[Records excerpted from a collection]
——————————
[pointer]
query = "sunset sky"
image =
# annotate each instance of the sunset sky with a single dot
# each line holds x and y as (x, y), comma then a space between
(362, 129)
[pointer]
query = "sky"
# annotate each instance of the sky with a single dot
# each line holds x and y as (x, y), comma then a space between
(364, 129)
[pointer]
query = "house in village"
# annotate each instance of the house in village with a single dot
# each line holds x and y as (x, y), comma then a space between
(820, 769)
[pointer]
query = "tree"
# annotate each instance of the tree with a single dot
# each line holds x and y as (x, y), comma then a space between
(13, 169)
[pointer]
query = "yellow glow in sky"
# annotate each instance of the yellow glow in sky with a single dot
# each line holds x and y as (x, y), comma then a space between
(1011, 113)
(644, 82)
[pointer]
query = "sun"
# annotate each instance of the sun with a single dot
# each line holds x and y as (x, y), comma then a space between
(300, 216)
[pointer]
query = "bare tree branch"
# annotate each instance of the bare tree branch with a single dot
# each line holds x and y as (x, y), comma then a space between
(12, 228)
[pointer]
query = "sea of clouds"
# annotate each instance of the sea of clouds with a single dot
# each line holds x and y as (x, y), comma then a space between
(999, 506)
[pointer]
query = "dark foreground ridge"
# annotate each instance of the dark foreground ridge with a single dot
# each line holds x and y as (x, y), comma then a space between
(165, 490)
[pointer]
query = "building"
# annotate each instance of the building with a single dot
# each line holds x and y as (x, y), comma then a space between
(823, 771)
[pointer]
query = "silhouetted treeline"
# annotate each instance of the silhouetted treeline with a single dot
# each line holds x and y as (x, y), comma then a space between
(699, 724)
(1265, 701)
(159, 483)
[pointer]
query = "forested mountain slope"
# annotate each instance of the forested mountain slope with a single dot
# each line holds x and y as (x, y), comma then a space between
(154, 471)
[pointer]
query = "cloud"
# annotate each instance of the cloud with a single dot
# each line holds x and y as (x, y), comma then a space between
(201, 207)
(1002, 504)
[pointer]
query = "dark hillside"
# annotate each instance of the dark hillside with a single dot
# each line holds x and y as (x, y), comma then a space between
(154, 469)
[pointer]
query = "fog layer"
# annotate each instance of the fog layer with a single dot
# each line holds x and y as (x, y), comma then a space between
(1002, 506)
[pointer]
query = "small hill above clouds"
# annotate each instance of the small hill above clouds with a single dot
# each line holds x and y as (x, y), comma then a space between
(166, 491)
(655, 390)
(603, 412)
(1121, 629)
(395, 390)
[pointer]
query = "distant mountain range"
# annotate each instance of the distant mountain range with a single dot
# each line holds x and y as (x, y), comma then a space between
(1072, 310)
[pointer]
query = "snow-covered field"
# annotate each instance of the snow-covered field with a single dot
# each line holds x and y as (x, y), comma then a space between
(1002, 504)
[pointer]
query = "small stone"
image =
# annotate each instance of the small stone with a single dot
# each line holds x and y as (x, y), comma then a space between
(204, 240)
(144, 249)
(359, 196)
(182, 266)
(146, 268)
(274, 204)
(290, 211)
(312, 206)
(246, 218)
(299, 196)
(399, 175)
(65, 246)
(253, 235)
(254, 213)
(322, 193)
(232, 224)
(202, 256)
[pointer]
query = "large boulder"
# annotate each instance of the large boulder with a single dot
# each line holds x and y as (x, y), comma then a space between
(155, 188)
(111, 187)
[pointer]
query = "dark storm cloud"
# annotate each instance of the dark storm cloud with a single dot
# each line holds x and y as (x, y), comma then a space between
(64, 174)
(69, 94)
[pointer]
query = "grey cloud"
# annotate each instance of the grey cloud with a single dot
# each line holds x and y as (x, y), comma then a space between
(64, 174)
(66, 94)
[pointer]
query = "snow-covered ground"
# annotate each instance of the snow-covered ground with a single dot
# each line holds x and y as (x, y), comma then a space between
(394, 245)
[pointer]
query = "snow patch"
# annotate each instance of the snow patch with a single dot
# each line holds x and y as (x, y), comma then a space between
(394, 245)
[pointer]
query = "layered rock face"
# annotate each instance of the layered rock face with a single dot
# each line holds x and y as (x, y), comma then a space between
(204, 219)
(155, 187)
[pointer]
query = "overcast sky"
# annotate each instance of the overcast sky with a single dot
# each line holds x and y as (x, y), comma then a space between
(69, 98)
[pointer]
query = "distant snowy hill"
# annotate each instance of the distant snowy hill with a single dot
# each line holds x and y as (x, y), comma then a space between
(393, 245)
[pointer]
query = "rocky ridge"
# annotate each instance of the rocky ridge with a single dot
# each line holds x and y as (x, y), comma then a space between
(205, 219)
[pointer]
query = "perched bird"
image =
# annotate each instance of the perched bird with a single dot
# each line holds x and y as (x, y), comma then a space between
——————————
» **REQUIREMENTS**: From the first line to the last, retype the data exactly.

» **RIGHT ANSWER**:
[pointer]
query = "sunset sky"
image =
# annotate each instance of the sunset sky with a single dot
# each line holds x and y as (x, y), comma then a space between
(362, 129)
[pointer]
query = "sky"
# annotate each instance of the sky with a single dot
# each line holds x and y as (x, y), comma then a space between
(364, 129)
[pointer]
query = "house in village"
# annotate each instance of the house in village with a single dot
# each line holds x and y as (x, y), comma then a space between
(820, 769)
[pointer]
query = "tree"
# annotate each instance of the tree with a single dot
# each line holds x and y as (x, y), comma then a space between
(13, 169)
[pointer]
query = "yellow glow in sky"
# annotate each instance of the yellow glow in sky with a single dot
# each line holds x and y as (x, y), comma then a space between
(1011, 113)
(644, 82)
[pointer]
query = "sun"
# annotate each instance of the sun with a single dot
# each line holds x and y as (x, y), comma then a space between
(300, 216)
[pointer]
query = "bare tree branch"
# annotate each instance of the bare tree branch with a single dot
# each line holds x and y as (x, y), comma then a space between
(12, 228)
[pointer]
query = "sea of clouds"
# annotate each instance of the sea of clouds with a single dot
# each line holds x and y as (x, y), comma then a space between
(999, 506)
[pointer]
query = "dark foreground ridge"
# annotate each instance of the dark foreground ridge with a single dot
# each line holds x and y as (x, y), comma then a space between
(165, 490)
[pointer]
query = "building"
# annotate each instance of the building with a single dot
# each line holds x and y as (x, y), comma then a space between
(823, 771)
[pointer]
query = "silhouetted treeline"
# annotate each instance of the silhouetted treeline with a single dot
# each line holds x and y as (x, y), comma then a space between
(699, 724)
(1265, 701)
(159, 483)
[pointer]
query = "forested mountain slope"
# annotate each instance of the forested mountain slope with a single dot
# each line holds x and y as (x, y), comma then a space between
(154, 471)
[pointer]
query = "cloud"
# annotate each instance of the cloud with a single dot
# each line holds x and y as (x, y), comma then a space between
(201, 207)
(1002, 504)
[pointer]
query = "dark hillside"
# annotate each instance of the dark hillside with a single dot
# each line holds x and y as (x, y), comma then a space between
(154, 469)
[pointer]
query = "fog layer"
# annotate each instance of the fog layer with a single dot
# each line holds x and y as (x, y), comma then a space between
(1002, 506)
[pointer]
query = "small hill above clouds"
# annotate each instance of the small hill above clouds with a single dot
# each line holds x and y as (x, y), comma then a space between
(166, 491)
(655, 390)
(603, 412)
(1121, 629)
(395, 390)
[pointer]
query = "distant mountain range"
# annotate each instance of the distant mountain range with a single dot
# each line holds x and y as (x, y), comma then a space between
(1072, 310)
[pointer]
query = "snow-covered field"
# annotate each instance of the snow-covered field with a single dot
# each line holds x and y as (x, y), comma then a space between
(1002, 504)
[pointer]
query = "small stone"
image =
# annotate each instance of the small stone with a single dot
# each line holds x and y as (x, y), comma then a space between
(204, 240)
(144, 249)
(359, 196)
(182, 266)
(146, 268)
(274, 204)
(290, 211)
(312, 206)
(246, 218)
(299, 196)
(399, 175)
(65, 246)
(253, 235)
(254, 213)
(322, 193)
(232, 224)
(202, 256)
[pointer]
query = "large boulder"
# annotate each instance of the large boulder with a single dot
# each line holds x and y as (x, y), comma then a space between
(155, 188)
(111, 187)
[pointer]
query = "dark storm cloud"
# annotate each instance of the dark storm cloud with a single dot
# each line holds x and y as (x, y), comma then a space between
(64, 174)
(69, 94)
[pointer]
query = "grey cloud"
# annotate each instance of the grey cloud with a single dot
# each line holds x and y as (x, y), comma then a space between
(64, 174)
(66, 94)
[pointer]
query = "snow-covered ground"
# annotate each instance of the snow-covered ground with a single dot
# each line holds x and y as (x, y), comma then a space between
(394, 245)
[pointer]
query = "snow patch"
# annotate each instance of the snow patch with a single dot
# each line holds x and y as (x, y), comma then a space between
(394, 245)
[pointer]
query = "layered rock face"
# annotate each instance of the layered rock face with a single dot
# each line holds x and y as (x, y), comma then a space between
(204, 219)
(155, 187)
[pointer]
query = "overcast sky"
# annotate each instance of the overcast sky with a single dot
# each line holds x and y as (x, y), comma then a space between
(69, 98)
[pointer]
query = "distant snowy hill"
# annotate each instance of the distant snowy hill with a single dot
# each line holds x and y as (x, y), comma then a space between
(393, 245)
[pointer]
query = "rocky ridge"
# annotate each instance of the rocky ridge with a single dot
# each line holds x and y as (x, y), comma then a space between
(205, 219)
[pointer]
query = "perched bird"
image =
# annotate each instance of the perched bird with a single dot
# each line holds x and y as (x, y), comma then a space between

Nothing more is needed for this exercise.